**TEXT PASSAGE**:

Model predictions for different flow speeds

In Fig. 8 we present the concentration profile normalized by the bulk concentration CBulk = 0.1% of a 2D slice for two flow rates corresponding to Re = 1300 (Fig. 8a) and Re = 3700 (Fig. 8b).
The network interface is sharp for Re = 1300 and diffuse for Re = 3700. For the higher Re, the network consolidation to the channel centre (i.e. y/H = 0) is less pronounced and not developed until x/H = 53.3 what corresponds to 0.8 m. There are interesting concentration maxima near the inlet up to approximately x/H = 20 and from approximately 35. The annular gap region is predicted free of fibres (in this case of length 2 mm) for low and high Re.
Subsequent comparison of the concentration and velocity (quantified by Re) is done at x/H = 26.7 as indicated in Fig. 8a. Figure 9a, b presents normalized concentration and velocity profiles for CBulk = 0.1% and Fig. 9c, d for CBulk = 0.2%.

**YOUR OBJECTIVE**: Reproduce the passage on model predictions for different flow speeds word for word, in full.

**DATA SECTION**:
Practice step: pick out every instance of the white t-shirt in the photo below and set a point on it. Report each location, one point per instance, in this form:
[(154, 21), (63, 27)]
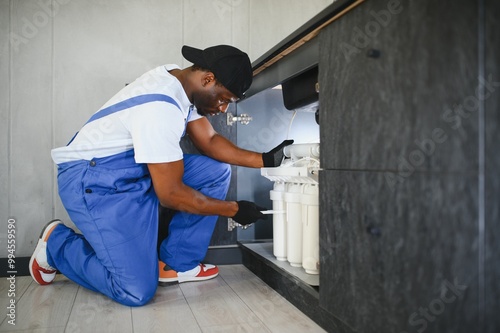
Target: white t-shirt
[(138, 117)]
* * *
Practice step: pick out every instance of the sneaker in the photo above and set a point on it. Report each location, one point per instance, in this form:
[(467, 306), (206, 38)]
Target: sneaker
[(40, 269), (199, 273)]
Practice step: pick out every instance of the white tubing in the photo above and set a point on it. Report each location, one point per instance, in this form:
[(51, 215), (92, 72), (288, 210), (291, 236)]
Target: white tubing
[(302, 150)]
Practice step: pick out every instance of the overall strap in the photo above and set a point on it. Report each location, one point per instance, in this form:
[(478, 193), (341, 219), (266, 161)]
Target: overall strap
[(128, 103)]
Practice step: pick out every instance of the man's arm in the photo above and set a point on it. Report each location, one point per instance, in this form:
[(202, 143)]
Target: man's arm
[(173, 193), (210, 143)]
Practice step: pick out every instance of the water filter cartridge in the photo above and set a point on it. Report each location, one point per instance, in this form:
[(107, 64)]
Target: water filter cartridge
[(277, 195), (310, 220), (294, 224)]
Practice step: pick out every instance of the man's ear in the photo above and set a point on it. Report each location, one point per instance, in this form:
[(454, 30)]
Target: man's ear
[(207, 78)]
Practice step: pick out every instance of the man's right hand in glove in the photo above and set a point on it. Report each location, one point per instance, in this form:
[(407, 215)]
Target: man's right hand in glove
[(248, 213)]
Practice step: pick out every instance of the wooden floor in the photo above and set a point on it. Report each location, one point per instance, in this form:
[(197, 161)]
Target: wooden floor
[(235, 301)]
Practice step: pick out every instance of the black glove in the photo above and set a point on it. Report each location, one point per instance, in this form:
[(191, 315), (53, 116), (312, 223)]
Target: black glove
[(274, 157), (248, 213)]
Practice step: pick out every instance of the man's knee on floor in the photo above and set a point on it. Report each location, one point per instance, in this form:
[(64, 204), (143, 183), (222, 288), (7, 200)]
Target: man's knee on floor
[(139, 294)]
==
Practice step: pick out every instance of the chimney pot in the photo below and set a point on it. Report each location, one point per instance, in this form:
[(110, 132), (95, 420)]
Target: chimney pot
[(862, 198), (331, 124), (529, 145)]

**FINISHED EXERCISE**:
Model predictions for different flow speeds

In Fig. 8 we present the concentration profile normalized by the bulk concentration CBulk = 0.1% of a 2D slice for two flow rates corresponding to Re = 1300 (Fig. 8a) and Re = 3700 (Fig. 8b).
The network interface is sharp for Re = 1300 and diffuse for Re = 3700. For the higher Re, the network consolidation to the channel centre (i.e. y/H = 0) is less pronounced and not developed until x/H = 53.3 what corresponds to 0.8 m. There are interesting concentration maxima near the inlet up to approximately x/H = 20 and from approximately 35. The annular gap region is predicted free of fibres (in this case of length 2 mm) for low and high Re.
Subsequent comparison of the concentration and velocity (quantified by Re) is done at x/H = 26.7 as indicated in Fig. 8a. Figure 9a, b presents normalized concentration and velocity profiles for CBulk = 0.1% and Fig. 9c, d for CBulk = 0.2%.